*Try it*
Return exactly the final stretch of the records below, opening with the line that contains "Target: thin branch" and closing with the last line.

━━ Excerpted data ━━

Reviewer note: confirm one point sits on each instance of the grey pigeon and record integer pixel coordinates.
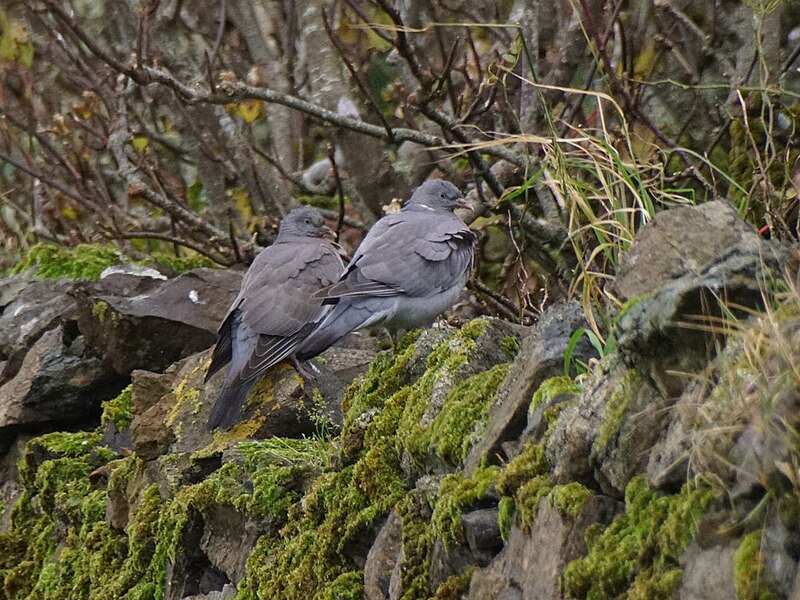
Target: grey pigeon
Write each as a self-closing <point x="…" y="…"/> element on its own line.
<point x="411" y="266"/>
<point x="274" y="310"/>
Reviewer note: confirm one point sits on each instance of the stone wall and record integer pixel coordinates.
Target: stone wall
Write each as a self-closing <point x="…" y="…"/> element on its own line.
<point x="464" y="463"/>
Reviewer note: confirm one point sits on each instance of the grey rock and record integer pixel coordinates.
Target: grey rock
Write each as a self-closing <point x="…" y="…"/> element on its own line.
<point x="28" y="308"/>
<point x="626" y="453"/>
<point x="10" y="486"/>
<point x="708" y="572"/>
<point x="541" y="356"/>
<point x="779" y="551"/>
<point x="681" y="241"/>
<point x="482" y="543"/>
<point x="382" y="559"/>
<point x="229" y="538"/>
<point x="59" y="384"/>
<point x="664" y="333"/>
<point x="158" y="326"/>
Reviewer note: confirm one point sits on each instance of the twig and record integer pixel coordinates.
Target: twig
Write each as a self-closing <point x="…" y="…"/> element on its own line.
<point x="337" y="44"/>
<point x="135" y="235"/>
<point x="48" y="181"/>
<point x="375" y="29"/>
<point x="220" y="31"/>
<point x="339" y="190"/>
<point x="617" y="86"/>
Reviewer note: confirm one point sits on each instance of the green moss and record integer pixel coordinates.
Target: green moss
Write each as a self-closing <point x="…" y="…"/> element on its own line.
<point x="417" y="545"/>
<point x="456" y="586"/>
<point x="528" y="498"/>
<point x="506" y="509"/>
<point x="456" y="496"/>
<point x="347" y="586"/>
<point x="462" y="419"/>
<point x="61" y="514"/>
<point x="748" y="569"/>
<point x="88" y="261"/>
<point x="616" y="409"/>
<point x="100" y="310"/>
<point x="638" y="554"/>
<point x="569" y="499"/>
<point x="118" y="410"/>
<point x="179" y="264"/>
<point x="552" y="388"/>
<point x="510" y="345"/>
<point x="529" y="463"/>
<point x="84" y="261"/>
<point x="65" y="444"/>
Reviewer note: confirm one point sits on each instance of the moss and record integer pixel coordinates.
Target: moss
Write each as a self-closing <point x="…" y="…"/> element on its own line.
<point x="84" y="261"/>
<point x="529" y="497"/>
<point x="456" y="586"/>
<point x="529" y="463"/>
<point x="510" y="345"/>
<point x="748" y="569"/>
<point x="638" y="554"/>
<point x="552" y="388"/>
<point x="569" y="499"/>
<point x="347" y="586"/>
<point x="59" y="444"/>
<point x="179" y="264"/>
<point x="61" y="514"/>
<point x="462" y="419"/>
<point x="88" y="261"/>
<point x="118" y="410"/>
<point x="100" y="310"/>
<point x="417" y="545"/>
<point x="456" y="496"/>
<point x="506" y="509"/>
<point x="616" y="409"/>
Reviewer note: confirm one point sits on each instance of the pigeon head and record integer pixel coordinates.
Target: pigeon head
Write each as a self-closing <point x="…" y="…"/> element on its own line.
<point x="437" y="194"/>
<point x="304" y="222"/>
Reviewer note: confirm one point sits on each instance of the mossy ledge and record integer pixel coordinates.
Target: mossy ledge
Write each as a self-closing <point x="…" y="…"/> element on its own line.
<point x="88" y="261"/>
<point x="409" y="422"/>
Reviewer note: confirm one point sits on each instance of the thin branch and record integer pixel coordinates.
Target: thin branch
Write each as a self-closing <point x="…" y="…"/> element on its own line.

━━━

*Completed task*
Target: thin branch
Write each as a self-closing <point x="…" y="…"/> element on its own line.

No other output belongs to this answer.